:: ARBEITSAUFTRAG A ::
Fasse den Absatz des Auszugs, der mit „Sie werden wahrscheinlich sagen“ beginnt, als knappe Stichpunktliste zusammen und behalte dabei seine wesentlichen Aussagen bei.

:: AUSGEWÄHLTER AUSZUG ::

=======

Man sieht: Die Geschichte wiederholt sich. Im Hinblick auf künftige Verhandlungen sollte man daran denken: Jeder kommt einmal in die Situation des anderen. Der Kollege Blüm hat damals zu Recht gesagt: Wir reduzieren die beitragsfreien Ausbildungszeiten, die bisher mit maximal sieben Jahren angerechnet werden, auf drei Jahre. Diese Reduzierung war massiv - übrigens mit einer Übergangsfrist von vier Jahren. Ich habe mich an Ihre Vorgaben gehalten. Wie Sie sehen, sind es immer dieselben Beamten, die Vorschläge machen.

(Heiterkeit bei Abgeordneten der SPD und des BÜNDNISSES 90/DIE GRÜNEN)

   Was Norbert Blüm uns damals gefragt hat, frage ich jetzt Sie, Herr Kollege Storm: Wollen Sie, dass ein Maurer, der mit 15 Jahren angefangen hat, auf dem Bau zu arbeiten, für die Ausbildungszeiten eines Bauingenieurs, der mit 30 Jahren ins Berufsleben eingetreten ist, in die Rentenkasse zahlt? Halten Sie das für gerecht, Herr Kollege Storm?

   Sie werden wahrscheinlich sagen, dass die Reduzierung von sieben Jahren auf drei Jahre richtig war. Dazu sage ich Ihnen eines: Um die Beitragssätze in der gesetzlichen Rentenversicherung im nächsten Jahr stabil zu halten - auch aus psychologischen Gründen möchten wir das entstehende Wachstum nicht von vornherein durch eine Beitragssatzanhebung gefährden; es handelt sich nicht nur um eine finanzielle Frage -, sind wir gezwungen - die Rentnerinnen und Rentner zu belasten. Wir machen das nicht gerne. Vor diesem Hintergrund muss man auch in diesem Land die Frage stellen, ob die Privilegien von Menschen aufrechterhalten werden können, die aufgrund ihrer guten Ausbildung bessere Chancen im Berufsleben haben und in der Regel mehr verdienen, als jemand, der eine einfache Berufsausbildung hat. Ich sage Ihnen ganz klar: Als ich zu studieren begann, dachte ich nicht daran, anschließend zwei Entgeltpunkte in der Rentenversicherung zu bekommen; ich war vielmehr froh, dass mir, einem Arbeiterkind, der Staat über das Honnefer Modell die Finanzierung meines Studiums ermöglichte.

(Beifall bei der SPD und dem BÜNDNIS 90/DIE GRÜNEN)

Vizepräsidentin Dr. h. c. Susanne Kastner:

Frau Ministerin, gestatten Sie eine Zwischenfrage des Kollegen Storm?

Ulla Schmidt, Bundesministerin für Gesundheit und Soziale Sicherung:

Ja.

Andreas Storm (CDU/CSU):

Frau Ministerin, Sie haben mehrfach darauf hingewiesen, dass viele Beamte Ihres Ministeriums schon seit vielen Jahren dort arbeiten. Das heißt, sie haben auch an der von Ihnen erwähnten Debatte Mitte der 90er-Jahre mitgewirkt. Können Sie bestätigen, dass damals sehr intensiv darüber diskutiert worden ist, die Anrechnung von Ausbildungszeiten ganz abzuschaffen? Können Sie bestätigen, dass man sich für die Anrechnung von drei Jahren bewusst entschieden hat, weil dieser Zeitraum der Dauer beruflicher Ausbildungen entspricht? Können Sie bestätigen, dass das, was Sie vorhaben, also eine extreme Benachteiligung derjenigen ist, die keine berufliche Ausbildung haben?

=======

:: DIE EINGABE ::
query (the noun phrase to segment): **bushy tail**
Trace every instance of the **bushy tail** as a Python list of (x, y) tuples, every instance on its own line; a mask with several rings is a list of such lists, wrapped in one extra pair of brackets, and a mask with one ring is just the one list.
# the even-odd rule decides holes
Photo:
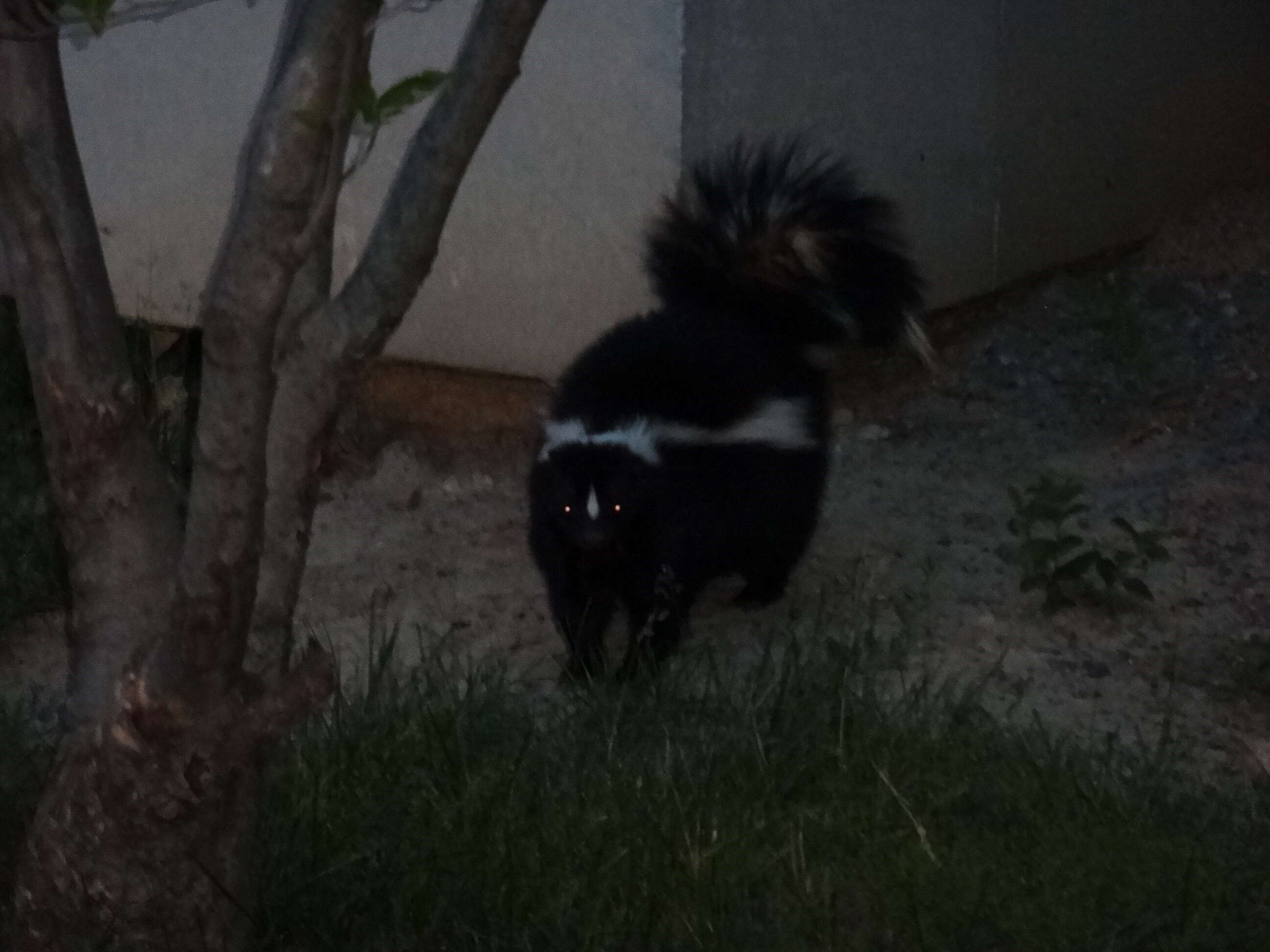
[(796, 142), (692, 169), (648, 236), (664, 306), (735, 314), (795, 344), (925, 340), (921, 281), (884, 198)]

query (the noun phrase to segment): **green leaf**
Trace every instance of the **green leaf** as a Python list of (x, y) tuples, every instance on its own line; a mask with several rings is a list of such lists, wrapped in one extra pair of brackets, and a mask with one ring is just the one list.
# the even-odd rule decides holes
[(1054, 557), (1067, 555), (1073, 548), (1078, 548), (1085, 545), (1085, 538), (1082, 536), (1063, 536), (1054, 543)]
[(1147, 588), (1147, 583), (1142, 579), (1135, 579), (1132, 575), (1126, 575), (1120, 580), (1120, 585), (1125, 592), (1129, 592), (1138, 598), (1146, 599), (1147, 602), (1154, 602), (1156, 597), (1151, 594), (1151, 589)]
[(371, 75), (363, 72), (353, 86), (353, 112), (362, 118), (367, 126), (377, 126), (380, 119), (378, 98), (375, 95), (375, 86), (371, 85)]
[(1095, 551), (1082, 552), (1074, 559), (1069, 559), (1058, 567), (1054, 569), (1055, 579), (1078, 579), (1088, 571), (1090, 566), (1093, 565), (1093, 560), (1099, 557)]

=======

:: ARBEITSAUFTRAG B ::
Tausche in sämtlichen Einträgen unter „Die Eingabe“ die Wendung „green leaf“ gegen „yellow leaf“ aus und gib diese Einträge sonst unverändert wieder. Die Bilder lässt du dabei weg.

:: VOLLSTÄNDIGE LÖSUNG A ::
- Erwarteter Einwand: Die Kürzung der angerechneten Ausbildungszeiten von sieben auf drei Jahre sei richtig gewesen.
- Ziel: Die Beitragssätze der gesetzlichen Rentenversicherung sollen im nächsten Jahr stabil bleiben.
- Begründung: Eine Beitragssatzanhebung soll das entstehende Wachstum nicht gefährden. Dabei gibt es auch psychologische Gründe, nicht nur finanzielle.
- Folge: Rentnerinnen und Rentner müssen belastet werden, was man nicht gerne tut.
- Offene Frage: Können die Privilegien von Menschen erhalten bleiben, die dank guter Ausbildung bessere Berufschancen haben und meist mehr verdienen als jemand mit einfacher Berufsausbildung?
- Persönliches Beispiel: Zu Studienbeginn wurde nicht an zwei Entgeltpunkte in der Rentenversicherung gedacht. Stattdessen herrschte als Arbeiterkind Freude darüber, dass der Staat das Studium über das Honnefer Modell finanzierte.

:: VOLLSTÄNDIGE LÖSUNG B ::
query (the noun phrase to segment): **bushy tail**
Trace every instance of the **bushy tail** as a Python list of (x, y) tuples, every instance on its own line; a mask with several rings is a list of such lists, wrapped in one extra pair of brackets, and a mask with one ring is just the one list.
# the even-odd rule decides holes
Photo:
[(796, 142), (692, 169), (648, 236), (664, 306), (735, 314), (795, 344), (925, 340), (921, 281), (884, 198)]

query (the noun phrase to segment): **yellow leaf**
Trace every instance of the **yellow leaf** as a Python list of (x, y) tuples, every instance on its own line; a mask with several rings is a list of such lists, wrapped in one extra pair of brackets, and a mask with one ring is just the one list.
# the even-odd rule decides holes
[(1054, 557), (1067, 555), (1073, 548), (1078, 548), (1085, 545), (1085, 538), (1082, 536), (1063, 536), (1054, 543)]
[(1147, 588), (1147, 583), (1142, 579), (1135, 579), (1132, 575), (1126, 575), (1120, 580), (1120, 585), (1125, 592), (1129, 592), (1138, 598), (1146, 599), (1147, 602), (1154, 602), (1156, 597), (1151, 594), (1151, 589)]
[(371, 75), (363, 72), (353, 86), (353, 112), (362, 118), (367, 126), (377, 126), (380, 119), (378, 98), (375, 95), (375, 86), (371, 85)]
[(1095, 551), (1082, 552), (1074, 559), (1069, 559), (1058, 567), (1054, 569), (1055, 579), (1078, 579), (1088, 571), (1090, 566), (1093, 565), (1093, 560), (1099, 557)]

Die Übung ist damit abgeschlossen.